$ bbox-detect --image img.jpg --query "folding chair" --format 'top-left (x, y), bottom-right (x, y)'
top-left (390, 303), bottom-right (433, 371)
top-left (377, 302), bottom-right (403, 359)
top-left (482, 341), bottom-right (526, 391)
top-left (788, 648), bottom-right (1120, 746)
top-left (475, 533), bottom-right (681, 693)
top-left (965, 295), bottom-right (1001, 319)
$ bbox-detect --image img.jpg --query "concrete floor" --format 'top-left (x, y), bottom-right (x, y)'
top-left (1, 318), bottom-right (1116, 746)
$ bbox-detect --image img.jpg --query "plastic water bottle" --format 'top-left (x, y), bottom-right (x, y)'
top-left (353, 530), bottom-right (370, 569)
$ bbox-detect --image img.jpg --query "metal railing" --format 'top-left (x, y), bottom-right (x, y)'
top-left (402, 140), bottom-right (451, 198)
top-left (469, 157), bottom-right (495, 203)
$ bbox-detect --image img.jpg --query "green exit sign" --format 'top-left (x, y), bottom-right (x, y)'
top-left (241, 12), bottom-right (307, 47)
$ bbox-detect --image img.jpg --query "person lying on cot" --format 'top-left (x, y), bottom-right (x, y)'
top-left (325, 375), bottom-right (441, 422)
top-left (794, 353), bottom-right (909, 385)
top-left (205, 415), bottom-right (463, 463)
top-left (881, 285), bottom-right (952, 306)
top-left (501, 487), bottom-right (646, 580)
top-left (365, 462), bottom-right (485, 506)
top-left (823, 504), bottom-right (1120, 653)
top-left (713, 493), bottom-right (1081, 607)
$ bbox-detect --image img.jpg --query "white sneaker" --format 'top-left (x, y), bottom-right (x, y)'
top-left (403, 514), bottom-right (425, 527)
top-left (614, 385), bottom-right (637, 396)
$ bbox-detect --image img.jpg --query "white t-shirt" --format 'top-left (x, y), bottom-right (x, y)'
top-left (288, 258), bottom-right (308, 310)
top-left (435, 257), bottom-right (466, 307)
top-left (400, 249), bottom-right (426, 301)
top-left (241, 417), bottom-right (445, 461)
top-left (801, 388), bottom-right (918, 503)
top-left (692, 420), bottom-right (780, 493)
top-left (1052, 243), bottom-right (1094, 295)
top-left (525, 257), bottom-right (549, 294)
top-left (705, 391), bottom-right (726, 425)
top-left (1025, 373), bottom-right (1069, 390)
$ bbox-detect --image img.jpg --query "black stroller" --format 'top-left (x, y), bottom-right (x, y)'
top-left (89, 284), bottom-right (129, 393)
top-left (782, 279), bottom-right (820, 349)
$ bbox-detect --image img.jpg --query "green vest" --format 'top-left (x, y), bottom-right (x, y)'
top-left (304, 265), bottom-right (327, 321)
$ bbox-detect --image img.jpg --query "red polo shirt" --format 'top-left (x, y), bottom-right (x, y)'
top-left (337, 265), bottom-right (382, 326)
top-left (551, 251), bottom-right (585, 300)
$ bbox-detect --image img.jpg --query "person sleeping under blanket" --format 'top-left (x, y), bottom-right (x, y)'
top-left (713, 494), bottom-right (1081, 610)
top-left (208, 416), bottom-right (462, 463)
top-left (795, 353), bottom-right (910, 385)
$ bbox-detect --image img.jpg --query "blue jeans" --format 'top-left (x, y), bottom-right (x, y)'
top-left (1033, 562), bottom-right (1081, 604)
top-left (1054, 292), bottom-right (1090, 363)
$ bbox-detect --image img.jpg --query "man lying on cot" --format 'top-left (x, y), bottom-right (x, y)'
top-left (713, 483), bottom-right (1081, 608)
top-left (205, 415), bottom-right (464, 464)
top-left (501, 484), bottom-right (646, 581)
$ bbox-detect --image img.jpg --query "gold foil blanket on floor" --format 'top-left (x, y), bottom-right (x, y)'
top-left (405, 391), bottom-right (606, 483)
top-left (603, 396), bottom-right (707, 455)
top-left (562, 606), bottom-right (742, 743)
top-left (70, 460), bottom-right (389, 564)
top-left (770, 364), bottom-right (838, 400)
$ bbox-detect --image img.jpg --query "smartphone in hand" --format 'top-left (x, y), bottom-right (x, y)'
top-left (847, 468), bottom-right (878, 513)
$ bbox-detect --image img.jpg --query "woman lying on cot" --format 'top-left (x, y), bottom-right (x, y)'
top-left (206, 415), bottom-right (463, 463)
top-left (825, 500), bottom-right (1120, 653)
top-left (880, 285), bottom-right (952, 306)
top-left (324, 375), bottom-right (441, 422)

++++++++++++++++++++

_ABOUT THIS TASK_:
All the records above need to be printed exactly.

_EXERCISE ANSWER_:
$ bbox-detect --image img.jpg --query "folding chair" --format 'top-left (x, y), bottom-right (x, y)'
top-left (390, 303), bottom-right (433, 371)
top-left (377, 302), bottom-right (403, 359)
top-left (482, 341), bottom-right (526, 391)
top-left (788, 648), bottom-right (1120, 746)
top-left (475, 533), bottom-right (681, 693)
top-left (965, 295), bottom-right (1001, 319)
$ bbox-detect --image img.jpg --query "concrete floor" --format 'top-left (x, y), bottom-right (x, y)'
top-left (1, 318), bottom-right (1116, 746)
$ bbox-detect --image img.jpg --query "plastic water bottle" --format 'top-left (x, y), bottom-right (x, y)'
top-left (353, 530), bottom-right (370, 569)
$ bbox-detect --image img.jpg --query "metal railing" --format 'top-left (x, y), bottom-right (x, y)'
top-left (402, 140), bottom-right (451, 198)
top-left (469, 157), bottom-right (495, 203)
$ bbox-detect --image img.jpg --query "green exit sign" --format 'top-left (x, y), bottom-right (x, y)'
top-left (241, 12), bottom-right (307, 47)
$ bbox-detect --image img.jpg --query "person lying on cot" --format 'top-left (x, y), bottom-right (x, y)'
top-left (325, 375), bottom-right (441, 422)
top-left (794, 353), bottom-right (909, 385)
top-left (205, 415), bottom-right (463, 463)
top-left (881, 285), bottom-right (952, 306)
top-left (501, 487), bottom-right (646, 580)
top-left (365, 462), bottom-right (485, 506)
top-left (823, 504), bottom-right (1120, 653)
top-left (713, 493), bottom-right (1081, 607)
$ bbox-detect --image img.jpg --query "white sneaker" --format 'top-left (x, y), bottom-right (x, y)'
top-left (403, 514), bottom-right (425, 527)
top-left (614, 385), bottom-right (637, 396)
$ bbox-detect --image img.jpg --query "white t-shirt" --format 'top-left (x, y), bottom-right (x, y)'
top-left (288, 258), bottom-right (308, 310)
top-left (435, 257), bottom-right (466, 307)
top-left (400, 249), bottom-right (426, 301)
top-left (241, 417), bottom-right (445, 461)
top-left (801, 388), bottom-right (918, 503)
top-left (692, 420), bottom-right (780, 493)
top-left (1052, 243), bottom-right (1094, 295)
top-left (525, 257), bottom-right (549, 294)
top-left (705, 391), bottom-right (726, 425)
top-left (1025, 373), bottom-right (1069, 390)
$ bbox-detect --image img.jpg --query "black stroller" --format 'top-left (x, y), bottom-right (x, y)'
top-left (89, 284), bottom-right (129, 393)
top-left (782, 279), bottom-right (820, 349)
$ bbox-detect --image img.jpg --query "green vest" --format 'top-left (x, y), bottom-right (x, y)'
top-left (304, 265), bottom-right (327, 321)
$ bbox-detect --image img.jpg --query "red polo shirt" --format 'top-left (x, y), bottom-right (x, y)'
top-left (337, 265), bottom-right (382, 326)
top-left (551, 251), bottom-right (585, 300)
$ bbox-detect --image img.jpg --query "person sleeping under blanket" --format 'top-left (x, y), bottom-right (x, y)'
top-left (713, 494), bottom-right (1081, 610)
top-left (208, 416), bottom-right (462, 463)
top-left (795, 353), bottom-right (910, 385)
$ bbox-detect --image img.jpg --query "blue jeans" --format 'top-left (x, y), bottom-right (x, y)'
top-left (1033, 562), bottom-right (1081, 604)
top-left (1054, 292), bottom-right (1090, 363)
$ bbox-detect --image img.jpg --query "man lying on cot" --format 'top-left (x, y), bottom-right (x, y)'
top-left (713, 483), bottom-right (1081, 608)
top-left (205, 415), bottom-right (464, 464)
top-left (501, 484), bottom-right (646, 581)
$ bbox-detect --image img.jpg --query "gold foil blanket on floor" --format 'top-left (x, y), bottom-right (x, y)'
top-left (405, 391), bottom-right (606, 483)
top-left (603, 396), bottom-right (707, 455)
top-left (562, 606), bottom-right (742, 743)
top-left (70, 460), bottom-right (389, 564)
top-left (770, 364), bottom-right (838, 400)
$ bbox-detect --image img.jpg --query "smartphone in hand" --format 'top-left (x, y), bottom-right (x, y)'
top-left (847, 468), bottom-right (878, 513)
$ bbox-detect --image img.jpg --query "woman lying on cot" --format 'top-left (x, y), bottom-right (x, y)'
top-left (206, 415), bottom-right (463, 463)
top-left (825, 500), bottom-right (1120, 653)
top-left (880, 285), bottom-right (952, 306)
top-left (324, 375), bottom-right (441, 422)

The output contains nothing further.